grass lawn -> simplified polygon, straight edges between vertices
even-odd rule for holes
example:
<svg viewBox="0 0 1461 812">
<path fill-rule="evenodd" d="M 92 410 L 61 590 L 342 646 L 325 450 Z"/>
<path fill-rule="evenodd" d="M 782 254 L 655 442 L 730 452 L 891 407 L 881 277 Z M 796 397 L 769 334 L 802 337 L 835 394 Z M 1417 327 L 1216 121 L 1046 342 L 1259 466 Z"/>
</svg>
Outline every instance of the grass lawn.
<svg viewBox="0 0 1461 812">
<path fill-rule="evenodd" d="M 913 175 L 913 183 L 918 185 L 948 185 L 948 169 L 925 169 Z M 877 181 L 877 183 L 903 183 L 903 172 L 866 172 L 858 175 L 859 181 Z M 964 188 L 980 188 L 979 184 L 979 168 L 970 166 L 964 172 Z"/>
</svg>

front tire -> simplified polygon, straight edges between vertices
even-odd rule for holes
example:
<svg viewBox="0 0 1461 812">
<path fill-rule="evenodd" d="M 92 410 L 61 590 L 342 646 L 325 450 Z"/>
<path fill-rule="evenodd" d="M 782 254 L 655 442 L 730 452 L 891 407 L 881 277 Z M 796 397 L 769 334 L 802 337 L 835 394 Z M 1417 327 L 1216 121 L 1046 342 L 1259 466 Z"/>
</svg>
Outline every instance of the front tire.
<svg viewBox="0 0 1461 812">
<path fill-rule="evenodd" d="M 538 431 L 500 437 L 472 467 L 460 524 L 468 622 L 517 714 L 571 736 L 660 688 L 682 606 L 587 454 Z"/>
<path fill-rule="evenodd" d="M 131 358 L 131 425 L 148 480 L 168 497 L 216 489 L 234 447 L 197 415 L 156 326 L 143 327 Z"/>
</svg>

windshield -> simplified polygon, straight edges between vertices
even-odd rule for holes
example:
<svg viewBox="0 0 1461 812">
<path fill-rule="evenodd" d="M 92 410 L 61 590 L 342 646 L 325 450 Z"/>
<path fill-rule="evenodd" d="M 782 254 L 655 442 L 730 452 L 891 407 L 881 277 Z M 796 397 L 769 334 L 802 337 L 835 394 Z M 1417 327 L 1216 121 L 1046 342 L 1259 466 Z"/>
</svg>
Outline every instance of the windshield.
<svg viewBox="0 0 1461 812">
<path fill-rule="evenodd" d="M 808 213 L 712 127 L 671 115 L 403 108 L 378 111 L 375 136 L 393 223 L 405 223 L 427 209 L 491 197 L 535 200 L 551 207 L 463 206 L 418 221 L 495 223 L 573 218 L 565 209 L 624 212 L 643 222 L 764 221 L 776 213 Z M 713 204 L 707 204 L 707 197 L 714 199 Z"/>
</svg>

▬▬▬▬▬▬

#### Written problem
Reproduce all of the items above line for line, changing nothing.

#### Exercise result
grass lawn -> simplified polygon, straight edges between vertices
even-odd rule for holes
example:
<svg viewBox="0 0 1461 812">
<path fill-rule="evenodd" d="M 92 410 L 61 590 L 342 646 L 325 450 Z"/>
<path fill-rule="evenodd" d="M 782 254 L 655 442 L 730 452 L 891 407 L 881 277 Z M 796 397 L 769 334 L 802 337 L 835 394 Z M 1417 327 L 1216 121 L 1046 342 L 1259 466 Z"/>
</svg>
Outline every instance of the grass lawn.
<svg viewBox="0 0 1461 812">
<path fill-rule="evenodd" d="M 913 175 L 913 183 L 918 185 L 948 185 L 948 169 L 925 169 Z M 877 181 L 877 183 L 903 183 L 903 172 L 866 172 L 858 175 L 859 181 Z M 964 188 L 980 188 L 979 184 L 979 168 L 970 166 L 964 172 Z"/>
</svg>

front tire -> simplified polygon, straight edges between vertices
even-odd rule for holes
example:
<svg viewBox="0 0 1461 812">
<path fill-rule="evenodd" d="M 92 410 L 61 590 L 342 646 L 325 450 Z"/>
<path fill-rule="evenodd" d="M 782 254 L 655 442 L 730 452 L 891 407 L 881 277 Z M 796 397 L 769 334 L 802 337 L 835 394 Z M 1417 327 L 1216 121 L 1046 342 L 1259 466 Z"/>
</svg>
Outline every instance of the front tire.
<svg viewBox="0 0 1461 812">
<path fill-rule="evenodd" d="M 538 431 L 500 437 L 472 467 L 460 524 L 468 622 L 517 714 L 571 736 L 660 688 L 682 606 L 587 454 Z"/>
<path fill-rule="evenodd" d="M 131 358 L 131 425 L 148 480 L 168 497 L 216 489 L 234 447 L 197 415 L 156 326 L 143 327 Z"/>
</svg>

windshield -> simplified polygon, straight edges between vertices
even-odd rule for holes
example:
<svg viewBox="0 0 1461 812">
<path fill-rule="evenodd" d="M 92 410 L 61 590 L 342 646 L 325 450 Z"/>
<path fill-rule="evenodd" d="M 782 254 L 655 442 L 730 452 L 891 407 L 881 277 Z M 796 397 L 769 334 L 802 337 L 835 394 Z M 1417 327 L 1216 121 L 1046 342 L 1259 466 Z"/>
</svg>
Outline every instance of the windshield.
<svg viewBox="0 0 1461 812">
<path fill-rule="evenodd" d="M 808 213 L 712 127 L 671 115 L 403 108 L 378 111 L 375 136 L 393 223 L 405 223 L 427 209 L 491 197 L 535 200 L 551 207 L 463 206 L 418 221 L 495 223 L 573 218 L 565 209 L 624 212 L 643 222 L 764 221 L 776 213 Z M 713 204 L 707 204 L 707 197 L 714 199 Z"/>
</svg>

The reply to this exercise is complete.